Image-backed grounding data
★ ★ ★ ★

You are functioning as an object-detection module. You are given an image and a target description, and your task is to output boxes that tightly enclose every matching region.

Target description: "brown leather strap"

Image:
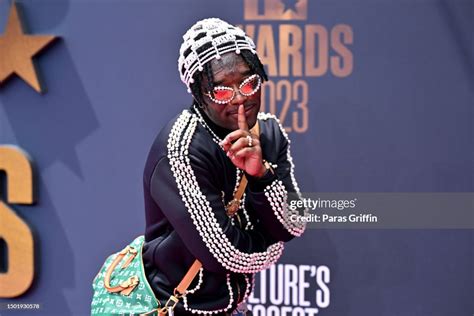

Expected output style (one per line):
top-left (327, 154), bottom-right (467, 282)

top-left (103, 245), bottom-right (139, 296)
top-left (250, 120), bottom-right (260, 139)
top-left (175, 260), bottom-right (202, 295)
top-left (233, 177), bottom-right (248, 203)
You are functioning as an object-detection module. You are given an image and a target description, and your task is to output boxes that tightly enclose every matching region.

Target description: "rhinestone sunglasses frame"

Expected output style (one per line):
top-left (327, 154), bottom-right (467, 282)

top-left (203, 74), bottom-right (262, 105)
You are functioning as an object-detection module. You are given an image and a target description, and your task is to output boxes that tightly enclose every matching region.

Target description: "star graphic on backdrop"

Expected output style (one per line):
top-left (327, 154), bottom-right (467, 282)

top-left (281, 0), bottom-right (300, 14)
top-left (0, 2), bottom-right (57, 93)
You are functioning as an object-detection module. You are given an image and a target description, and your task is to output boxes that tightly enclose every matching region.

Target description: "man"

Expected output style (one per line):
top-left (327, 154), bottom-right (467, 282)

top-left (142, 18), bottom-right (306, 315)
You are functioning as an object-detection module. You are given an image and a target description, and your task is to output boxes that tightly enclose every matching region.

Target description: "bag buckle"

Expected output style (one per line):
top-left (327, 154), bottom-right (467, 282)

top-left (157, 295), bottom-right (179, 316)
top-left (225, 199), bottom-right (240, 217)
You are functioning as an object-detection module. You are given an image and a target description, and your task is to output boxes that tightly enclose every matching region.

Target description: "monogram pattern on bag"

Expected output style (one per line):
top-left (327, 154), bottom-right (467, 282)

top-left (91, 236), bottom-right (159, 315)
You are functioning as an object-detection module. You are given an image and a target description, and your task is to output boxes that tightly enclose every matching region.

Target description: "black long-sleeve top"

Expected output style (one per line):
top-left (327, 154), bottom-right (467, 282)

★ ★ ★ ★

BRIEF
Return each line above exactly; any pictures are to be skipped.

WORKED SOLUTION
You are functioning as an object-detection module. You are given an image and a target description, and your task is to output boxes that tightly enclose every matching region.

Target description: "brown leather strap"

Image:

Expected output style (one per line):
top-left (327, 154), bottom-right (467, 282)

top-left (103, 245), bottom-right (139, 296)
top-left (250, 120), bottom-right (260, 139)
top-left (175, 260), bottom-right (202, 295)
top-left (233, 177), bottom-right (248, 203)
You are functioning as an object-detection module. You are given an image and a target description, and your task is to output boxes that tightly enclose every matching region.

Target description: "rhinestone sunglasses frame"

Expected output style (one per line):
top-left (327, 154), bottom-right (467, 282)

top-left (203, 74), bottom-right (262, 105)
You are functioning as an object-detection module. You are given an image and a target description, and your task is to output boxes that tightly enclose every matching region.

Target description: "star graphic on backdrop"

Expected output style (one per line):
top-left (327, 154), bottom-right (467, 282)

top-left (281, 0), bottom-right (300, 14)
top-left (0, 2), bottom-right (57, 93)
You are functioning as an object-detection module. You are given an image and a target description, and your task is to output boxes that tightly enclose every matching region.

Target description: "man"

Expected output style (one per line):
top-left (327, 154), bottom-right (467, 282)

top-left (142, 18), bottom-right (306, 315)
You are functioning as an object-detection module. You are given an image and a target description, and your task is to output boxes that tightly enclose every matching region.

Target description: "bag buckle"

Expected output style (one per line):
top-left (327, 154), bottom-right (467, 282)

top-left (157, 295), bottom-right (179, 316)
top-left (225, 199), bottom-right (240, 217)
You are functioning as an object-detection module. You are given an image and a target description, and your task is to output boxes that tightly enclose every matching region.

Target description: "monogram pattern on bag"

Expected output style (one per line):
top-left (327, 154), bottom-right (467, 282)

top-left (91, 236), bottom-right (159, 315)
You are functioning as an object-detection module. You are given an image and a target description, and your task is to output boxes that tightly enclose every matching region.

Target description: "black long-sleeve top"

Expected output style (one per line):
top-left (327, 154), bottom-right (467, 282)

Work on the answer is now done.